*WHAT TO WORK ON*
Some of the lines below need repeating. Reproduce exactly those between the lines holding "Target: bare sand clearing" and "of the parked", inclusive.

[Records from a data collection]
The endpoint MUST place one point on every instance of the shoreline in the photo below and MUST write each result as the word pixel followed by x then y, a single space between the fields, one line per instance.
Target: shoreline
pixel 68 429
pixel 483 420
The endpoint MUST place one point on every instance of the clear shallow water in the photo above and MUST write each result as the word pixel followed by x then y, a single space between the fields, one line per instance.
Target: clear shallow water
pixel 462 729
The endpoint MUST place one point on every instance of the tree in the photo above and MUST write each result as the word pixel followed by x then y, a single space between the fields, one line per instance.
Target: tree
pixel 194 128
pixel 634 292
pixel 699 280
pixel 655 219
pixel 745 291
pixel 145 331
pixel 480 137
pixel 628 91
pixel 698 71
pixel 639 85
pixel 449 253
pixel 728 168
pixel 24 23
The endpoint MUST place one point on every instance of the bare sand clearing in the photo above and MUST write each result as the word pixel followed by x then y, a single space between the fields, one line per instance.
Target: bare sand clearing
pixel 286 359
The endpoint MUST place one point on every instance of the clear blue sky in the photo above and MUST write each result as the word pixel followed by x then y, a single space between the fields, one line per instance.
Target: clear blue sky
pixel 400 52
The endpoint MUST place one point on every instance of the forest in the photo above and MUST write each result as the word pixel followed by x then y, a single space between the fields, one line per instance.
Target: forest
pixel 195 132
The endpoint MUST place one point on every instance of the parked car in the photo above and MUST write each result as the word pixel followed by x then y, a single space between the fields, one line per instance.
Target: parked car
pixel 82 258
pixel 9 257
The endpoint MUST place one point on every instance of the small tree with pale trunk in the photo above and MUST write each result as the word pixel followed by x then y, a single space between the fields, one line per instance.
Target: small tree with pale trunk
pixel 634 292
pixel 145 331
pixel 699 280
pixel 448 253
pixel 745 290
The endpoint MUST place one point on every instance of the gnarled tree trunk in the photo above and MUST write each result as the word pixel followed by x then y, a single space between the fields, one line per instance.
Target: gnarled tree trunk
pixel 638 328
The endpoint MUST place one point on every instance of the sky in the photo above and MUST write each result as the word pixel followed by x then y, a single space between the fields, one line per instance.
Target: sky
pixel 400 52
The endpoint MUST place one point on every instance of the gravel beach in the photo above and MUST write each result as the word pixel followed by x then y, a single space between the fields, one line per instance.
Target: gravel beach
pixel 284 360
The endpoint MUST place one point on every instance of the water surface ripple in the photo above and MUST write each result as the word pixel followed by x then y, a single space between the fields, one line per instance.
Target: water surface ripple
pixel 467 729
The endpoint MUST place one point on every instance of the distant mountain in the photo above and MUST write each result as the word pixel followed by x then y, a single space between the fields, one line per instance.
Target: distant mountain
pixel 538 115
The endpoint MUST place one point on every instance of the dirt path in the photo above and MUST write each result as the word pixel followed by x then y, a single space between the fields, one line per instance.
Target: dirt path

*OUTPUT BELOW*
Target: bare sand clearing
pixel 286 359
The endpoint MUST place one point on every instance of the clear blue sky in the photo above and MUST write each result as the word pixel followed by x then y, a single space between the fields, one line per instance.
Target: clear blue sky
pixel 400 52
The endpoint MUST place one point on every instance of the forest in the photo above and MUST write each result as the word pixel followed by x then y, a single space between the fields, one line per instance.
Target: forest
pixel 195 132
The endpoint MUST place one point on every instance of the parked car in the photo above and MUST write each result as the word pixel followed by x then y, a single space between the fields, one line per instance.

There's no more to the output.